What to work on: Quote word for word the part of the Trident 15 forum thread that begins with the words containing "## archer-1 (Feb" and ends with "be that one.".

Provided passage:
========

# Trident 15



## chaddd (Jul 27, 2010)

How does the trident 15 handle in the gulf? As a fishing kayak?


----------



## The Pitt (Apr 7, 2012)

Love my Trident 13, plenty of storage and an awesome paddling yak. A Trident 15 would be too long for me. I just dont see the point.


----------



## archer-1 (Feb 4, 2009)

Longer = more stability and weight capacity


----------



## aquatic argobull (Mar 2, 2009)

I've never owned one, but if I had a choice to have any offshore paddle 'yak, it would be that one.


----------



## The Pitt (Apr 7, 2012)

archer-1 said:


> Longer = more stability and weight capacity


I straighted a circle hook snapper fishing off my 13' so its pretty darn stable. but youre right more capacity and stability. hauling the thing though, ive gotta lift mine on top of a lifted jeep. that sucks after a long day on the water.


----------



## Linkovich (Oct 24, 2007)

archer-1 said:


> Longer = more stability and *weight capacity*


Looks like you need the 15 Chad


----------



## chaddd (Jul 27, 2010)

Yea. Especially when I take your mother with me!


----------



## aquatic argobull (Mar 2, 2009)

Zing!


----------



## Linkovich (Oct 24, 2007)

Wirelessly posted



chaddd said:


> Yea. Especially when I take your mother with me!


Saw that one coming


----------



## chaddd (Jul 27, 2010)

Just got it home. This thing is long!


----------

========

Material shown:
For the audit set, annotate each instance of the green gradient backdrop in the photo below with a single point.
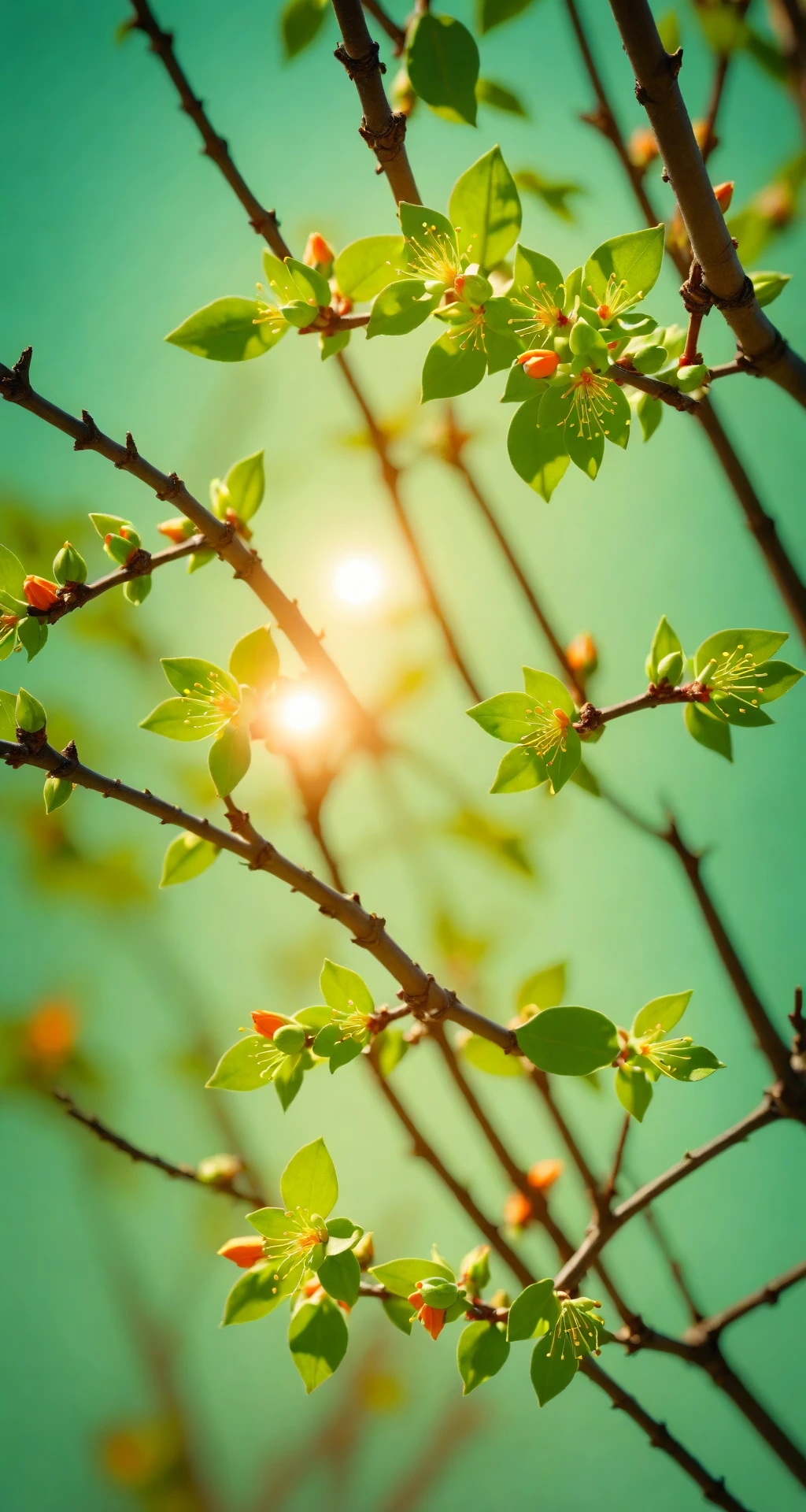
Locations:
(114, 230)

========

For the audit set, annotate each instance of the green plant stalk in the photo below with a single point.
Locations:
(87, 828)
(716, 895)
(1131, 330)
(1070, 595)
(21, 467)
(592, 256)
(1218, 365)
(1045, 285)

========

Full answer:
## archer-1 (Feb 4, 2009)

Longer = more stability and weight capacity


----------



## aquatic argobull (Mar 2, 2009)

I've never owned one, but if I had a choice to have any offshore paddle 'yak, it would be that one.